Stated goal
Recast every line of the listing below as a numbered list, skipping any blank lines and omitting the pictures.

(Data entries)
++++

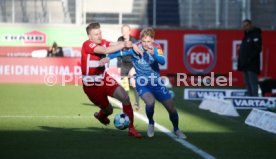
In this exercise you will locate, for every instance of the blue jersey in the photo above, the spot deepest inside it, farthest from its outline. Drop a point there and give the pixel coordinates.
(147, 71)
(147, 65)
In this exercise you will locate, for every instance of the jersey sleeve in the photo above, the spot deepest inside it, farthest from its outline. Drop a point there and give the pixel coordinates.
(89, 47)
(159, 49)
(105, 42)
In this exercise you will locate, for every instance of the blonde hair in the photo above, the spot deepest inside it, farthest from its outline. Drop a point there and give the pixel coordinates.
(147, 32)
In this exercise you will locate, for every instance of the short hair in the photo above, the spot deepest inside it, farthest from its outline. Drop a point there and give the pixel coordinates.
(125, 25)
(91, 26)
(147, 32)
(247, 21)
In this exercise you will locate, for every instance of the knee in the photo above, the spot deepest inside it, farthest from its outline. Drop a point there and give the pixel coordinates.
(109, 110)
(125, 99)
(150, 102)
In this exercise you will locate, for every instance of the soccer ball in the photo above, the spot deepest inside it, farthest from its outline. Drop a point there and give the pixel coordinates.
(121, 121)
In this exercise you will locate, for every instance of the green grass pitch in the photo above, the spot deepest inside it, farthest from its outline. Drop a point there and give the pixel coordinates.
(38, 121)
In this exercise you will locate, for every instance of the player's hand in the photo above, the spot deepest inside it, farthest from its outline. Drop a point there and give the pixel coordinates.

++++

Response to the task
1. In this exercise you will locate, for every instance of the blue jersey in the photo above, the spot deepest inside it, farthest from its outline. Drop a point there and give the pixel coordinates.
2. (147, 71)
3. (147, 65)
4. In this exercise you will locate, for every instance of the jersey sleeve in the photo above, the spot deepest inside it, farthest from its outline. Drop a point there and give the pixel coordinates.
5. (89, 47)
6. (159, 49)
7. (105, 42)
8. In this exercise you will locate, for every instance of the blonde hair in the photo above, the spot deepest inside it, farthest from its outline. Drop a point there and give the pixel coordinates.
9. (147, 32)
10. In this exercise you will locate, for every instance of the short hair in the photo above, the spot deepest inside it, farthest from its outline. Drop a point there and give the pixel coordinates.
11. (125, 25)
12. (91, 26)
13. (147, 32)
14. (247, 21)
15. In this exercise you will locate, for every instance of the knee in the photo above, the spot deepest inside it, farthest from its outline. Drop a point there and give the pixel coordinates.
16. (109, 110)
17. (125, 99)
18. (150, 102)
19. In this exercise you will locate, for every instance of the soccer ball in the photo above, the spot deepest inside it, farthest from its outline. Drop a point there and give the pixel coordinates.
20. (121, 121)
21. In this exercise you will locate, for every instance of the green grass pitch in the photo above, the spot deepest inside it, farthest from its outline. Drop a point there and give the pixel coordinates.
22. (38, 121)
23. In this exercise you will locate, for every instance of the player's hand in the photo above, the spot deepest inside it, farthest from its outline. Drop a point there and give the pixel coordinates.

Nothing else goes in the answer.